Niederlausitzer Fundgrube Der Heimatwanderer Nr. 5 / 1927
Aus 1813.
Die Russen sind im Land. Bei dem Freigut Winkel haben sie ein großes Lager aufgeschlagen. Sie requirieren und fouragieren, daß die Bauern der umliegenden Ortschaften nicht aus noch ein wissen. Alles wird ihnen genommen. Am meisten hat Werenzhain zu leiden; das Winkelgut ist schon niedergebrannt. Was soll nur noch werden?
Aber nicht alle Leute verlieren in solchen Notzeiten den Kopf. Zu ihnen gehört der alte Räse. (Damals war er wohl noch nicht alt.) Er war ein außerordentlich guter Fischer. Die Fische holte er nur meist aus Teichen, in denen das Fischen verboten war. Sie schmeckten ihm trotzdem. Und was er allein nicht schaffen konnte, das trug er ins Russenlager und verkaufte es. So bietet er eines Tages auch wieder seine Ware an. Da sieht er einen schönen Kupferkessel. „Halt!“ denkt er; „die Russen haben deinen geholt, da wirst du dir den hier mitnehmen“. Gedacht – getan. Ein Russe will ihn halten; aber er läuft schnell dem Walde zu. Der Russe wirft sich auf ein Pferd und sprengt ihm nach. Bald kommt er ihm näher; aber er kann ihn nicht ganz einholen. Da wirft er eine Kette, die er gerade in der Hand hat, nach ihm. Räse denkt: „die Kette kannst du grade gut gebrauchen“. Er bückt sich nach ihr, hebt sie auf, und ehe der Russe auf dem Pferde ihn erreichen kann, ist er auf und davon, viel schneller als das Pferd. Aus dem Walde tönt sein Lachen .....

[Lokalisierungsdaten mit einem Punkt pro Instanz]

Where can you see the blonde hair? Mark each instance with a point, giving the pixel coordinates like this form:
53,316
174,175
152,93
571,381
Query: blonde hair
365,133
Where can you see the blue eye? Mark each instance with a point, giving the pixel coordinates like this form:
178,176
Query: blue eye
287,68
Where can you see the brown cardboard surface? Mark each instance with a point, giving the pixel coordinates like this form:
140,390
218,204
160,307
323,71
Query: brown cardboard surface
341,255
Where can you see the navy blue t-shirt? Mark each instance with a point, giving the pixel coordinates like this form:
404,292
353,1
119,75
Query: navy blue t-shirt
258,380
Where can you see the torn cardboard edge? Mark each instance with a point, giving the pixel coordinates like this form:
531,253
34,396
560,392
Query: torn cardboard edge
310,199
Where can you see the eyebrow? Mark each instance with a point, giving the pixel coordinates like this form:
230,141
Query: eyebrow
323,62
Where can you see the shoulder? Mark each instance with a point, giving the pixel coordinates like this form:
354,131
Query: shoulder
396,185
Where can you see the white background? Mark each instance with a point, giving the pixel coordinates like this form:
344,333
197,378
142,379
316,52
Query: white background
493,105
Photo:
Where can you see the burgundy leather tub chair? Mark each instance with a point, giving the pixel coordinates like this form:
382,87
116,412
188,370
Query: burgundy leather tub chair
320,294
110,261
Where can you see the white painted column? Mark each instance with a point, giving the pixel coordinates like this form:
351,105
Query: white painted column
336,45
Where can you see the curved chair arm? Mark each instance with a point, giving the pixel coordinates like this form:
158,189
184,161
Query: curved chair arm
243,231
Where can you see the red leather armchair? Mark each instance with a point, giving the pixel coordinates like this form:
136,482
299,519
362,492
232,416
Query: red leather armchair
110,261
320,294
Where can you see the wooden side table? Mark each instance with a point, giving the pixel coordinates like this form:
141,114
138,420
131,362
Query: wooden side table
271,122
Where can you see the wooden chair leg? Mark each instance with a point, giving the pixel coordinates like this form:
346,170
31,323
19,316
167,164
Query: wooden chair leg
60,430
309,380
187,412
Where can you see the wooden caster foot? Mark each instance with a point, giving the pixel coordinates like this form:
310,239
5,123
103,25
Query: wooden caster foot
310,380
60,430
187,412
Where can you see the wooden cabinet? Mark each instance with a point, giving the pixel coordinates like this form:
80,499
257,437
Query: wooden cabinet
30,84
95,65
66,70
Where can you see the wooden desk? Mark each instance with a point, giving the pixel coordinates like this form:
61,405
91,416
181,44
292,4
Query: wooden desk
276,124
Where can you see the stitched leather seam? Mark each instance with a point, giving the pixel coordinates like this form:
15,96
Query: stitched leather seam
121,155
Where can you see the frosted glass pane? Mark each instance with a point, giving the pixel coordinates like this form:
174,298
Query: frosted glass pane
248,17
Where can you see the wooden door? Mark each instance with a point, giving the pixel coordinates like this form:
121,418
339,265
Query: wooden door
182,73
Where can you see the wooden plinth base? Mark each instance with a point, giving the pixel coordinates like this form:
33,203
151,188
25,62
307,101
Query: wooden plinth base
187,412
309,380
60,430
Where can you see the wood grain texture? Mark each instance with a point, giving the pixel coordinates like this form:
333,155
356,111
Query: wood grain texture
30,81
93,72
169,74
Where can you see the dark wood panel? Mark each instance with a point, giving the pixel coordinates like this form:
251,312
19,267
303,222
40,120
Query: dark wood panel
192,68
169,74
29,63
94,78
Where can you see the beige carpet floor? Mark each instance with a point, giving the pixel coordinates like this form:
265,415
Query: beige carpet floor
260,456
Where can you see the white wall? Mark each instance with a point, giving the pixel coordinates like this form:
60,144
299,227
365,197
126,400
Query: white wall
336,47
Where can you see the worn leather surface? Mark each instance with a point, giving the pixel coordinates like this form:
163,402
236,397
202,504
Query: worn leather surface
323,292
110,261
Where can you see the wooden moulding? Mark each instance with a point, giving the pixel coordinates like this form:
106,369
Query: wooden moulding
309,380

▶ _ARBEITSAUFTRAG A_
Beantworten Sie anhand der Erzählung über Räse und die Russen folgende Fragen:
(i) Wo haben die Russen ihr großes Lager aufgeschlagen?
(ii) Welcher Ort hat am meisten zu leiden?
(iii) Was wirft der Russe Räse hinterher?
▶ _ARBEITSAUFTRAG B_
Führen Sie die Erzählung über Räse und die Russen im Anschluss an ihren letzten Satz fort.

▶ _LÖSUNG A_
(i) Bei dem Freigut Winkel.
(ii) Werenzhain.
(iii) Eine Kette.

▶ _LÖSUNG B_
Seine fabelhafte Geschwindigkeit kam ihm auch zugute, wenn er den durchziehenden fremden Truppen als Führer mitgegeben wurde. Da soll er so manche Abteilung in den Sumpf, der sich westwärts von W. nach Prißen (in der jetzigen staatlichen Forst) ausdehnte, geführt haben. Plötzlich war der Weg zu Ende. Und Räse war weg. Er schlug sich seitwärts in die Büsche; denn er kannte ja jeden Fußbreit seiner Heimat. Nachgesandte Kugeln haben ihr Ziel nie erreicht.